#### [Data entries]
-=-=-=-=-
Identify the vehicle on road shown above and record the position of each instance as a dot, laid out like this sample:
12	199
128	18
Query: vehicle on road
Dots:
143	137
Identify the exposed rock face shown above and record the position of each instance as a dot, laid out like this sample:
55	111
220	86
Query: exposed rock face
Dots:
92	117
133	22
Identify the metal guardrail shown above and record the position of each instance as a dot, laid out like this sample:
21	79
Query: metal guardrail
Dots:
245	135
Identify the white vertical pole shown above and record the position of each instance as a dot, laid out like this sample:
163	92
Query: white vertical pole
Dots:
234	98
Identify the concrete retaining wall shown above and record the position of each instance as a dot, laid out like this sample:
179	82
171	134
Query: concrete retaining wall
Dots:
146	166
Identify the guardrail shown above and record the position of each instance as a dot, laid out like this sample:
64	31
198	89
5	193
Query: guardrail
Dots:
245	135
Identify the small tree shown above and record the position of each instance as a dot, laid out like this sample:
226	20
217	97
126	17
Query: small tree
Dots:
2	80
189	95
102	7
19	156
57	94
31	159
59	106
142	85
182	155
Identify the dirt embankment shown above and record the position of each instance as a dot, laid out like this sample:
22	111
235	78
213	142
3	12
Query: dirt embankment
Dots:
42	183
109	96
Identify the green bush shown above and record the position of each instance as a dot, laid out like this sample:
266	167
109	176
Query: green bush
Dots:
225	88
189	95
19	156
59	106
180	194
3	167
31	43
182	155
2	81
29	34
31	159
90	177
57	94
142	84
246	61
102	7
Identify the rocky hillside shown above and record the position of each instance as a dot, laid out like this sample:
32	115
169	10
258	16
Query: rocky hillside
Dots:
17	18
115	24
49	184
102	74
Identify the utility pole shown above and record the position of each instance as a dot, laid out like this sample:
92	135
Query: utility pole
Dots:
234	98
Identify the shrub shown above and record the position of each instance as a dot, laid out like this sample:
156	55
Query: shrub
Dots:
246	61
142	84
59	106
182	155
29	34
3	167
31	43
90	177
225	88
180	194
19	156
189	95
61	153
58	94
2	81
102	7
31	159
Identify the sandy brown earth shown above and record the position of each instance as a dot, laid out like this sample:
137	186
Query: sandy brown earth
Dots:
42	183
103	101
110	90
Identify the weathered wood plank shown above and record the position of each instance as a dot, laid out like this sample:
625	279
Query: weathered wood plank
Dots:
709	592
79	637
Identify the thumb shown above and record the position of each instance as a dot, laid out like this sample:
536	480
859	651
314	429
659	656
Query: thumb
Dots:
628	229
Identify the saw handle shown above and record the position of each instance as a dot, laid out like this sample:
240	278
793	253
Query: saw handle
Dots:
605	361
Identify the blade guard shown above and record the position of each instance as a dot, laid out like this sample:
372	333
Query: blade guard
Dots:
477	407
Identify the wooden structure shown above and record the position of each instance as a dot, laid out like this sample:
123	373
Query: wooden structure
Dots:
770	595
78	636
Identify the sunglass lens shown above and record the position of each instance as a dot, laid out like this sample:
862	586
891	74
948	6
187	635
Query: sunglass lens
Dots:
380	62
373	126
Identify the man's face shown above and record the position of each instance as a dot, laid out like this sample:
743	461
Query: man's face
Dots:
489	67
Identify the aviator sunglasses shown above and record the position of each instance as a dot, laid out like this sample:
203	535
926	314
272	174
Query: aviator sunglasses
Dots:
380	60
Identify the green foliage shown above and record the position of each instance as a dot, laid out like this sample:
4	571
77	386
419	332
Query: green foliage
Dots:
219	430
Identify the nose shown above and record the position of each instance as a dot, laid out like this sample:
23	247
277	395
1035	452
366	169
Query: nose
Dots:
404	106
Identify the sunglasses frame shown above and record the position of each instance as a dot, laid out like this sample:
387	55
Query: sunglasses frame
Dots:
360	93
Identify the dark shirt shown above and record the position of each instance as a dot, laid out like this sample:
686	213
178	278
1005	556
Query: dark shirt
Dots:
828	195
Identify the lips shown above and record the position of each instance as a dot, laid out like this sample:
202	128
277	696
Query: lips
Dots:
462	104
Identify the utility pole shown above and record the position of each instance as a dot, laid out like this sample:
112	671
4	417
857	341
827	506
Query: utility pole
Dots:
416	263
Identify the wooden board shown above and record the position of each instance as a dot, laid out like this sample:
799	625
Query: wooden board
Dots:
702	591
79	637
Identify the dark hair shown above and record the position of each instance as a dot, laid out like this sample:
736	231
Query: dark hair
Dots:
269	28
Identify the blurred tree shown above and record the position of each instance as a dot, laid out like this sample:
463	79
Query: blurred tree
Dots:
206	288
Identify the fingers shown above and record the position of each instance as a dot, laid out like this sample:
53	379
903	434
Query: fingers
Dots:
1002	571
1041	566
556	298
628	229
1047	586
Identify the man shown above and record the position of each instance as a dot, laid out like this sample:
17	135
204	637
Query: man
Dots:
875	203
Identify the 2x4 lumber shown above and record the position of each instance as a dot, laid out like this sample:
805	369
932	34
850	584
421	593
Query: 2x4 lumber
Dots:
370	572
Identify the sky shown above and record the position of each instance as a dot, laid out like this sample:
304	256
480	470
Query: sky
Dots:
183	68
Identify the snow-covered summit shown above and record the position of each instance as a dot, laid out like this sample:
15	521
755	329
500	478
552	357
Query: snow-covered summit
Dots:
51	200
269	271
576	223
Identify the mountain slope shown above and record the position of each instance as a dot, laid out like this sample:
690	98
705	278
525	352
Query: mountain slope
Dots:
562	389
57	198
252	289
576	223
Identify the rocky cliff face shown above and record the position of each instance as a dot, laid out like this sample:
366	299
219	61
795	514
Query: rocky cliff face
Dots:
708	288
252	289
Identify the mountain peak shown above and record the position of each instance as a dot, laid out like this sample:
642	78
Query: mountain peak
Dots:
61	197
-=-=-=-=-
#### [YOUR TASK]
Go line by line through the data, copying each one that contains the word "thumb".

#### [PROBLEM SOLUTION]
Identify the thumb shown above and record the position of each instance as a dot, laid out like this sample:
Query: thumb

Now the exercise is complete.